Given problem:
Can you rewrite the stretch from the line containing "One keypoint belongs on each instance. Indicate the man in dark" through the last line, swapping "small child" for "young child" and leaving everything else unchanged?
***** Data for this task *****
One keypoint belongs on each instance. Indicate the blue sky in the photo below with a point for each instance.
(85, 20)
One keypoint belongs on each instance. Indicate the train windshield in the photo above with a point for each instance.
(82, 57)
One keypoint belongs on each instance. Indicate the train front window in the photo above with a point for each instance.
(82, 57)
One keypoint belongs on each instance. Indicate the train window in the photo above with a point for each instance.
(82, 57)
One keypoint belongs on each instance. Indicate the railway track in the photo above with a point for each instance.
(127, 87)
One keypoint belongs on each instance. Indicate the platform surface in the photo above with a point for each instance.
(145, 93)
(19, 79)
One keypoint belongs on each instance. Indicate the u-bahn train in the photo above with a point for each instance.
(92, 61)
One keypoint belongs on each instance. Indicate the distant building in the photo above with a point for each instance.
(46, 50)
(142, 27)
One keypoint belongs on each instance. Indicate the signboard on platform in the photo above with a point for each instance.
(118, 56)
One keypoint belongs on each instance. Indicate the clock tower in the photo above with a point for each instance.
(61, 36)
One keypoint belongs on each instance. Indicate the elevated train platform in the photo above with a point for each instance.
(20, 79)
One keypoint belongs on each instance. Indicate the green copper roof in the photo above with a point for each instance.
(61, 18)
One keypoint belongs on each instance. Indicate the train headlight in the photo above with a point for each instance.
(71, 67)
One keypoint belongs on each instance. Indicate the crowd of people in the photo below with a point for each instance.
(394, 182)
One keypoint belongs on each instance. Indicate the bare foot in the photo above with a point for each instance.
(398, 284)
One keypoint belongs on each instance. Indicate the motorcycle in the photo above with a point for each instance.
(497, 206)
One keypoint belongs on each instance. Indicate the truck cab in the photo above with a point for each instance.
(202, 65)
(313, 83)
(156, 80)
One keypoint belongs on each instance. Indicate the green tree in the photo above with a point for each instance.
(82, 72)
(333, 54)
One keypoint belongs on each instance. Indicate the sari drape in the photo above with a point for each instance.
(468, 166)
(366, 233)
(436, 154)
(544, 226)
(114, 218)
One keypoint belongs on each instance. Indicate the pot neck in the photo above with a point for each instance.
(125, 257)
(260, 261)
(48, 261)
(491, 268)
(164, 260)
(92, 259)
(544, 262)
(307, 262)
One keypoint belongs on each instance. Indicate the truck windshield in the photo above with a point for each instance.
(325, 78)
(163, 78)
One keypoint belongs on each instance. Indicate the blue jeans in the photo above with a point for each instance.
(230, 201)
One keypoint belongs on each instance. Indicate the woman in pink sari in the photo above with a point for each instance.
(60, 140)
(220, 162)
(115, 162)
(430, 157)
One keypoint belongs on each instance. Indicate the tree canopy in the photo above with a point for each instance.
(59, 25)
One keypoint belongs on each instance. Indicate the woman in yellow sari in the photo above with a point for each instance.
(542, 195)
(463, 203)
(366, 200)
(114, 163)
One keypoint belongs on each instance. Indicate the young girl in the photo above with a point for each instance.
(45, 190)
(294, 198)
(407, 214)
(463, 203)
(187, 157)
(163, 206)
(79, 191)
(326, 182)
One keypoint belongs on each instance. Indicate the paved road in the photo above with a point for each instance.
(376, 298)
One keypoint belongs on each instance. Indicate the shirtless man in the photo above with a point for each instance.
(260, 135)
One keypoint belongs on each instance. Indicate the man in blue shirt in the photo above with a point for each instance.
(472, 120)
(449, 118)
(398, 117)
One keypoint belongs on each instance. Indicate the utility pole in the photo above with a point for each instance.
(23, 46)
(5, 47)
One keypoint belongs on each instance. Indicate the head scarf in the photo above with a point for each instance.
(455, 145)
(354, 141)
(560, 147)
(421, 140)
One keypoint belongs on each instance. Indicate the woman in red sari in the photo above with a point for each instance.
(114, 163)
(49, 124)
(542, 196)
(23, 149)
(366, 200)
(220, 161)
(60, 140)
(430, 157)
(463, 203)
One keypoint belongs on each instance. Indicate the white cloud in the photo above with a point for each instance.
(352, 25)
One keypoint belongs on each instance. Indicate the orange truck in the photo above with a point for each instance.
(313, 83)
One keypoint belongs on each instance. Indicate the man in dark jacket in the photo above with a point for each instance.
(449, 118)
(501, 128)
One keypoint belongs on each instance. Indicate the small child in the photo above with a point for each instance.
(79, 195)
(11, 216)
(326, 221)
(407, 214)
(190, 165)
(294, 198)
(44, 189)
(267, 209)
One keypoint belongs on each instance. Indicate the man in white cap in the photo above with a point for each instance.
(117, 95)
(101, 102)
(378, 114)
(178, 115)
*****
Problem solution:
One keypoint belongs on each instance. Indicate the man in dark jacket in the photo above with a point for each instance.
(449, 118)
(501, 128)
One keypoint belongs on each instance. Indicate the young child in the photo above with a point for each instance.
(79, 195)
(11, 216)
(326, 221)
(407, 214)
(190, 165)
(294, 198)
(44, 189)
(267, 209)
One keypoint belongs on each instance. Indicate the man in white cap in the photo above with a point for each instance.
(117, 95)
(101, 102)
(378, 114)
(178, 115)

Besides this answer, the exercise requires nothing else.